## To do
Please rewrite every line of the items from the line with "query | player's lips" up to and including the line with "[(714, 368), (720, 379), (458, 344), (295, 168)]", multiplying each pin coordinate in the answer lists by 1.9 and rounding to whole numbers, with halves going up. Leave every other line as it is and output only that span.
-- begin --
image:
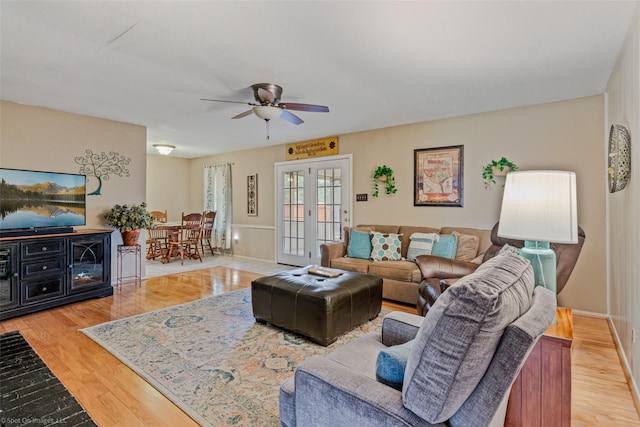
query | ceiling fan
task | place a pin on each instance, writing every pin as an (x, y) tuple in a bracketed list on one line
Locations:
[(268, 105)]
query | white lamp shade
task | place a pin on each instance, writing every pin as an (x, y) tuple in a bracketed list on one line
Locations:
[(267, 112), (540, 206)]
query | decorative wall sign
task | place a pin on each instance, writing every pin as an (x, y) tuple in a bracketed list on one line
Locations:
[(102, 166), (619, 170), (317, 148), (438, 176), (252, 195)]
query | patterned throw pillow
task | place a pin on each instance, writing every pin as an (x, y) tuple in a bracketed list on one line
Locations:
[(421, 244), (467, 246), (446, 246), (385, 246), (359, 244)]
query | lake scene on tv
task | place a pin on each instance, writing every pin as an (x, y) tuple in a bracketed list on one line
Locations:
[(31, 199)]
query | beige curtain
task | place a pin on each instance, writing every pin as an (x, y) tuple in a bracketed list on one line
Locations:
[(217, 197)]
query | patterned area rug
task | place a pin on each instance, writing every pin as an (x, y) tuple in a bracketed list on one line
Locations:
[(212, 359)]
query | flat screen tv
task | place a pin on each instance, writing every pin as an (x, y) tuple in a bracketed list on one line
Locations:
[(34, 202)]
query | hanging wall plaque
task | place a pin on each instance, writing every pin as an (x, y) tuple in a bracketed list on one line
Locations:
[(619, 170)]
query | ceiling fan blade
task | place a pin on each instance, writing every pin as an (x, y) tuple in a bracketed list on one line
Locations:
[(230, 102), (291, 118), (266, 96), (241, 115), (304, 107)]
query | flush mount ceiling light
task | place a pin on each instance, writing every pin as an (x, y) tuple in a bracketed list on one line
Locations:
[(164, 149)]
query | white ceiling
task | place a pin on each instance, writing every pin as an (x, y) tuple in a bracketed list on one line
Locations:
[(374, 63)]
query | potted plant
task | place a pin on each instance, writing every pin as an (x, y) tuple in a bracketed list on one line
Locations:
[(384, 174), (496, 168), (129, 219)]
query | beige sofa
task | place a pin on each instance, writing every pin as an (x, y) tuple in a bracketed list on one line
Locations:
[(400, 278)]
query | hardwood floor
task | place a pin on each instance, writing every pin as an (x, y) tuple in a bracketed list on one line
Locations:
[(116, 396)]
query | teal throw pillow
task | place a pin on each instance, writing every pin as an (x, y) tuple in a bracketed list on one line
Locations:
[(359, 244), (508, 249), (391, 364), (446, 246)]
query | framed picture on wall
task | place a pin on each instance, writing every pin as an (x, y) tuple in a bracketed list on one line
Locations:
[(252, 195), (438, 176)]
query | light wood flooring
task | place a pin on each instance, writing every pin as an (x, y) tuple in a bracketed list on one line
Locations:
[(116, 396)]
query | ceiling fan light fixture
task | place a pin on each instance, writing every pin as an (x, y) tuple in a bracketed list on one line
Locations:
[(164, 149), (267, 112)]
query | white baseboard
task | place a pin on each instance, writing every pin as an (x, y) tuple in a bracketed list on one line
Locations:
[(626, 366)]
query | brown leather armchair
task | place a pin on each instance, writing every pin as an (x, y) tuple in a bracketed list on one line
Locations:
[(439, 273)]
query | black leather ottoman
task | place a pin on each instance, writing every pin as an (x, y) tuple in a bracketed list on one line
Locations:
[(317, 307)]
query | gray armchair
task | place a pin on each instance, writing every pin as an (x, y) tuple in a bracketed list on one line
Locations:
[(464, 356)]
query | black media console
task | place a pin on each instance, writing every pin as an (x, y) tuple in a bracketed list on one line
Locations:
[(40, 272)]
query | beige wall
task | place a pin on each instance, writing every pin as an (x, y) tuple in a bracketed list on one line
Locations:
[(563, 135), (49, 140), (168, 185), (623, 220)]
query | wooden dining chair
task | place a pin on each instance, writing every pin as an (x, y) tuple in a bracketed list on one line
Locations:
[(208, 219), (157, 240), (159, 217), (185, 243)]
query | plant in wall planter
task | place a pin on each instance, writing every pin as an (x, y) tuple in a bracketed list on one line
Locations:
[(384, 174), (497, 168)]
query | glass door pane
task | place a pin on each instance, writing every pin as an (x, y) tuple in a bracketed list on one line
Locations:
[(313, 207)]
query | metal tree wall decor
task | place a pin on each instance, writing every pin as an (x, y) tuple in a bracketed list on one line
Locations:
[(102, 166)]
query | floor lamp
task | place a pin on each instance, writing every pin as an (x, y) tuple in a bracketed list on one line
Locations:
[(540, 207)]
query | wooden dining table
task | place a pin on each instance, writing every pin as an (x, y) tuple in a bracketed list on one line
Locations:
[(174, 229)]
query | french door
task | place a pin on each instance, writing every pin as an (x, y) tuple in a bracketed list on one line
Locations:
[(313, 202)]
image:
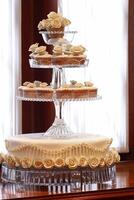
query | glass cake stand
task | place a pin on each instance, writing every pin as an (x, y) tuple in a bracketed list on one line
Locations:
[(77, 179), (59, 128)]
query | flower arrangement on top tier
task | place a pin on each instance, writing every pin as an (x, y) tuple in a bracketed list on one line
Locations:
[(55, 24)]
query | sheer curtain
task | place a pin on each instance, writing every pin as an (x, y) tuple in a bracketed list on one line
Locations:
[(10, 68), (102, 29)]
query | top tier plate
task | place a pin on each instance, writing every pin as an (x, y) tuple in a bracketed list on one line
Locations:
[(50, 38)]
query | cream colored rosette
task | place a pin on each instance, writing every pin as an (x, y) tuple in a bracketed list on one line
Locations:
[(26, 163), (109, 159), (77, 50), (9, 160), (26, 83), (83, 162), (78, 85), (17, 162), (41, 50), (57, 50), (116, 156), (54, 20), (33, 47), (59, 162), (72, 163), (48, 163), (38, 164), (93, 162), (102, 162), (43, 84)]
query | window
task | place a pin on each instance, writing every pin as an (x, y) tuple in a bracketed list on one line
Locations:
[(10, 115), (103, 28)]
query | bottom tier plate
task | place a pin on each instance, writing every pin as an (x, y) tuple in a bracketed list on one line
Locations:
[(76, 178)]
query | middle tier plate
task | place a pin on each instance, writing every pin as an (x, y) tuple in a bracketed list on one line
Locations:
[(41, 99), (35, 64)]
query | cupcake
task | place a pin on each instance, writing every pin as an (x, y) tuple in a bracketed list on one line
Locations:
[(54, 24)]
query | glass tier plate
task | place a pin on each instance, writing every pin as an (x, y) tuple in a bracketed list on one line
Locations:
[(40, 99), (58, 41), (34, 64), (59, 177)]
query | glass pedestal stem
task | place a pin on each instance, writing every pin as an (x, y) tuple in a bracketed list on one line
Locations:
[(58, 108)]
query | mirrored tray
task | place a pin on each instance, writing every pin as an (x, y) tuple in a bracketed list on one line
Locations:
[(34, 64), (60, 40), (43, 99)]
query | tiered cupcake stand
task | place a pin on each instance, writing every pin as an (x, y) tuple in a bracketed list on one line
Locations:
[(62, 178)]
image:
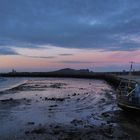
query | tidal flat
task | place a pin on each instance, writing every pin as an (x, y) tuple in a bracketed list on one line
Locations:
[(64, 109)]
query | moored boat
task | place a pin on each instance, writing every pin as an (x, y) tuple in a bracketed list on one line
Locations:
[(128, 93)]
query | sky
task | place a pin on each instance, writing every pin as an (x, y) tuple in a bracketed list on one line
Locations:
[(46, 35)]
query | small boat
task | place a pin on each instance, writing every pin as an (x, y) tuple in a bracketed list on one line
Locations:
[(128, 94)]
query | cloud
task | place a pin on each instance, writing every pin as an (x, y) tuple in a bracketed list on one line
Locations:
[(98, 24), (66, 54), (41, 57), (7, 51)]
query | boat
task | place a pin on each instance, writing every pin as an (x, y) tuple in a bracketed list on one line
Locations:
[(128, 93)]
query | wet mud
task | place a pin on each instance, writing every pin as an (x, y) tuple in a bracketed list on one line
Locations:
[(64, 109)]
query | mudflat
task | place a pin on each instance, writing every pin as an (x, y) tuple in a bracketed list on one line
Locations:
[(64, 109)]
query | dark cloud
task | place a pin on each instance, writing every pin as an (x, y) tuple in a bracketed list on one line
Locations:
[(66, 54), (7, 51), (42, 57), (93, 24)]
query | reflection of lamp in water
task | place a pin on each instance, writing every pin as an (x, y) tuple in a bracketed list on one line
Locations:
[(130, 71), (130, 74)]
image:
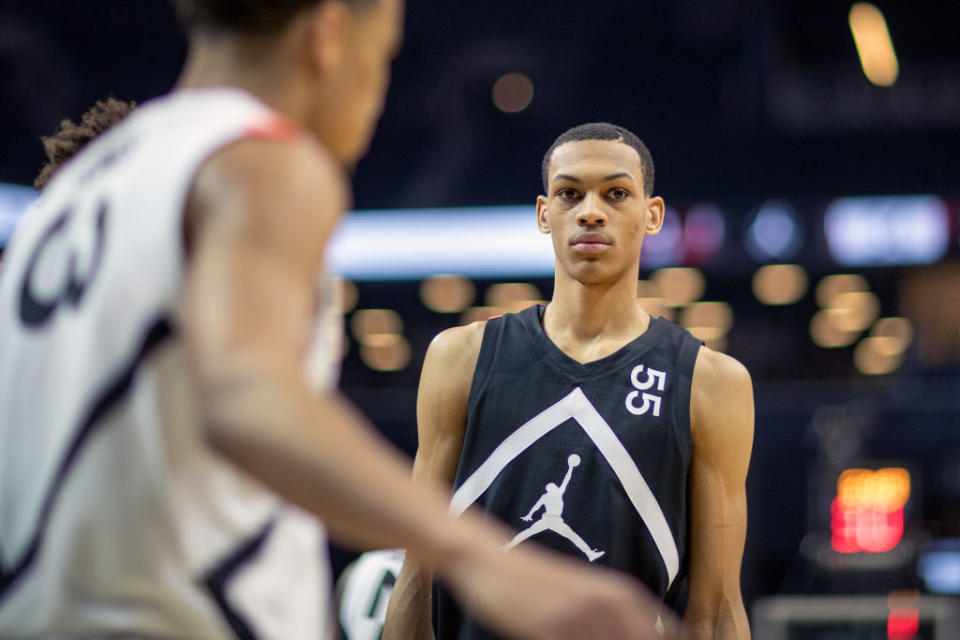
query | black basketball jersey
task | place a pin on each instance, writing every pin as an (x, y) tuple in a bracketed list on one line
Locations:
[(588, 459)]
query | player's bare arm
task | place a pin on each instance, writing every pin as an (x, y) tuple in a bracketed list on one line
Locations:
[(721, 423), (445, 381), (260, 213)]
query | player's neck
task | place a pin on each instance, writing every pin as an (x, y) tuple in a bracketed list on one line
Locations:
[(260, 68), (586, 313)]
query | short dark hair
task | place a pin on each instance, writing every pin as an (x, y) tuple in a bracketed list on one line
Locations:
[(602, 131), (261, 16), (71, 138)]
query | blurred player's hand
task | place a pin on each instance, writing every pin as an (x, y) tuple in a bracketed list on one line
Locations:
[(539, 595)]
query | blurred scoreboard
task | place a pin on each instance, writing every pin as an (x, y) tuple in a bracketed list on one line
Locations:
[(831, 617)]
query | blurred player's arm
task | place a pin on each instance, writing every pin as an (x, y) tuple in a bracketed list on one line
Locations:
[(441, 422), (721, 419), (257, 219)]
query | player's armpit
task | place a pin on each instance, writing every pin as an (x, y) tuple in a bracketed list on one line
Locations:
[(441, 421), (722, 416)]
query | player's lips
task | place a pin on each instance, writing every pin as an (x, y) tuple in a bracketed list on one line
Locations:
[(591, 242)]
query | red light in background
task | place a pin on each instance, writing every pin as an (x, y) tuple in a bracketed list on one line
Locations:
[(867, 513), (903, 624)]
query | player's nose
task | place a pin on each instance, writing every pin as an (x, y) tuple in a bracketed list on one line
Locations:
[(591, 212)]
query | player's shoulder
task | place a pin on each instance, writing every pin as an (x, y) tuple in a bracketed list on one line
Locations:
[(714, 368), (720, 379), (458, 344), (295, 168)]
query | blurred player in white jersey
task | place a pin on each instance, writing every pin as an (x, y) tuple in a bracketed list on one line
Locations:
[(168, 439)]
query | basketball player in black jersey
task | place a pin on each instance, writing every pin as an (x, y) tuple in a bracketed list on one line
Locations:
[(650, 431), (256, 218)]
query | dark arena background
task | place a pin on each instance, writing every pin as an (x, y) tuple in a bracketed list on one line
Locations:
[(809, 153)]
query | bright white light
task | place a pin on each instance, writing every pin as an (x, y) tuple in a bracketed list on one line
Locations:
[(774, 232), (14, 200), (887, 230), (481, 242)]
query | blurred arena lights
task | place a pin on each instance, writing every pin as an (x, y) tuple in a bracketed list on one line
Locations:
[(513, 296), (892, 230), (831, 286), (14, 199), (872, 358), (367, 322), (513, 92), (854, 310), (708, 321), (411, 244), (385, 351), (774, 232), (703, 233), (893, 335), (665, 248), (867, 512), (679, 286), (874, 45), (447, 293), (825, 335), (780, 284)]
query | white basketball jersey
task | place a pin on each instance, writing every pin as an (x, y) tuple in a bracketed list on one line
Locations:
[(116, 518)]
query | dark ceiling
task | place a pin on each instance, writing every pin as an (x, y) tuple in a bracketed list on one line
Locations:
[(734, 97)]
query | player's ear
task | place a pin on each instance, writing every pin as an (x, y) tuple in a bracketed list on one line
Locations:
[(656, 209), (542, 222), (329, 24)]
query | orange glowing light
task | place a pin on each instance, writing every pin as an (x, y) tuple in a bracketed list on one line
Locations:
[(867, 512)]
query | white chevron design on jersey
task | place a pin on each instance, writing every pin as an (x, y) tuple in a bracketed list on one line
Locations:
[(576, 405)]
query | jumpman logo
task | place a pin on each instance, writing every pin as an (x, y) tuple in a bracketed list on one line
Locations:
[(552, 519)]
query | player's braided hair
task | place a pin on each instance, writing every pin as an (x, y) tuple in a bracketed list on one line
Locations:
[(245, 15), (72, 137), (603, 131)]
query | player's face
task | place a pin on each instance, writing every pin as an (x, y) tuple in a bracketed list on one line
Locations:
[(357, 87), (596, 210)]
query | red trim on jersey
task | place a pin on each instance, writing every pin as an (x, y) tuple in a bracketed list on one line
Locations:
[(276, 127)]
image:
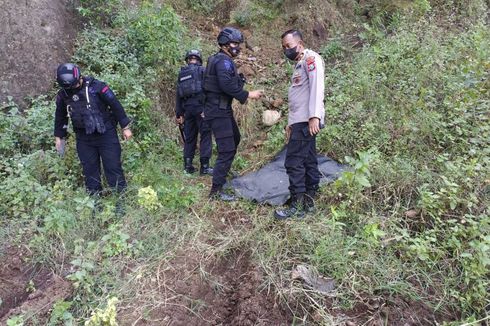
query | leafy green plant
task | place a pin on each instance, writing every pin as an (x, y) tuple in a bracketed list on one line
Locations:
[(60, 314), (16, 321), (116, 242), (148, 26), (106, 316)]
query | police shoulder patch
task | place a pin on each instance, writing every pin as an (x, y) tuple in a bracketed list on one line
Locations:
[(310, 63)]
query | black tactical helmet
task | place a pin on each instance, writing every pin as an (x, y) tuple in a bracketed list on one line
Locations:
[(229, 34), (67, 75), (193, 53)]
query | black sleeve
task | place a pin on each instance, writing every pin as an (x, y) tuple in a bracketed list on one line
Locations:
[(60, 118), (109, 98), (228, 80), (179, 109)]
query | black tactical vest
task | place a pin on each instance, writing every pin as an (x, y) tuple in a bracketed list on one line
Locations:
[(190, 81), (83, 107)]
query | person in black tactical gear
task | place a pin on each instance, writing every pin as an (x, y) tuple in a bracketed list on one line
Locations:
[(189, 108), (222, 84), (94, 112)]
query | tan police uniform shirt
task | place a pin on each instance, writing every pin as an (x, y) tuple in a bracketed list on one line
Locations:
[(306, 92)]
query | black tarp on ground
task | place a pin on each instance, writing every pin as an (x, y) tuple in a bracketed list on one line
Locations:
[(270, 183)]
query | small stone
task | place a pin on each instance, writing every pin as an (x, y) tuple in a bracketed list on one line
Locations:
[(270, 117), (277, 103)]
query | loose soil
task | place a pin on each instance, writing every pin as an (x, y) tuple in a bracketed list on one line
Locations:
[(26, 289)]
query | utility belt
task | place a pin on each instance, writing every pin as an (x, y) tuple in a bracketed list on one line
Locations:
[(200, 97), (222, 101)]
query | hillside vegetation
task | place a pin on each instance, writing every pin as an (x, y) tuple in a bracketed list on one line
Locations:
[(404, 234)]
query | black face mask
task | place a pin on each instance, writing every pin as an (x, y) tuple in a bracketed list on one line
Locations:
[(291, 54), (234, 51)]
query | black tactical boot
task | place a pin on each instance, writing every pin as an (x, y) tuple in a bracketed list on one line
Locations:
[(120, 209), (296, 209), (309, 201), (98, 205), (188, 167), (217, 193), (205, 168)]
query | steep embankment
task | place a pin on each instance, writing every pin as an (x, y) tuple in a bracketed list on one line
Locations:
[(35, 37)]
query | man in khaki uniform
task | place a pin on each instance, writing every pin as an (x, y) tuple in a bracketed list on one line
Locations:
[(305, 119)]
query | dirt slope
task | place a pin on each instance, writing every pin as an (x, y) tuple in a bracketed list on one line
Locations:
[(36, 35)]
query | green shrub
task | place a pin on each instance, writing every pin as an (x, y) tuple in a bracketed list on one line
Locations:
[(156, 32)]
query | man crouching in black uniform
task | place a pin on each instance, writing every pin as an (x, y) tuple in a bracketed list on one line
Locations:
[(222, 84), (94, 112)]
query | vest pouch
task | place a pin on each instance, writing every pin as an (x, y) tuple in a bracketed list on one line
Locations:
[(223, 103), (76, 116), (93, 122)]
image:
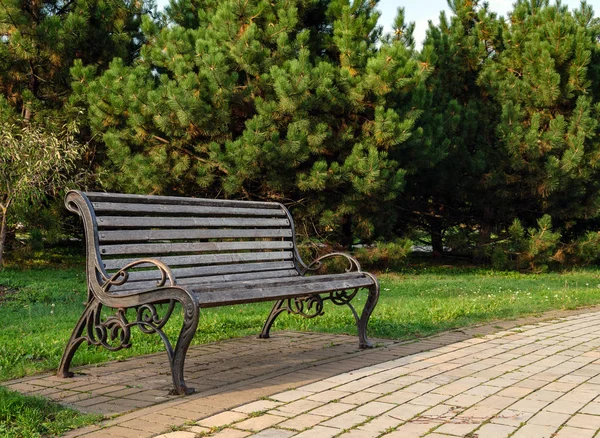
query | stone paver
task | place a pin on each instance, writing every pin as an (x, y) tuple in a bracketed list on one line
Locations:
[(538, 380)]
-- end --
## Answer for the task
query | player's lips
task | place a pin on each instance, writing every pin as an (x, y) tuple in a bracketed list on one line
Locations:
[(1123, 460)]
query | red light in background
task | place a pin on each instance, writing every pin as an (x, y) tuple in a bracketed list on one line
Locations:
[(1647, 975), (1716, 1186)]
query | player's nose
task | place a pin on each instance, writing every pin as an (x, y) tuple in a bracketed list on one line
Locations:
[(1123, 403)]
query | player's shoulder
task | place a pin on each instance, writing every pin as an (x, y) tuple in a bracketed list on one line
Locations:
[(1357, 699), (1368, 720), (870, 654), (561, 319)]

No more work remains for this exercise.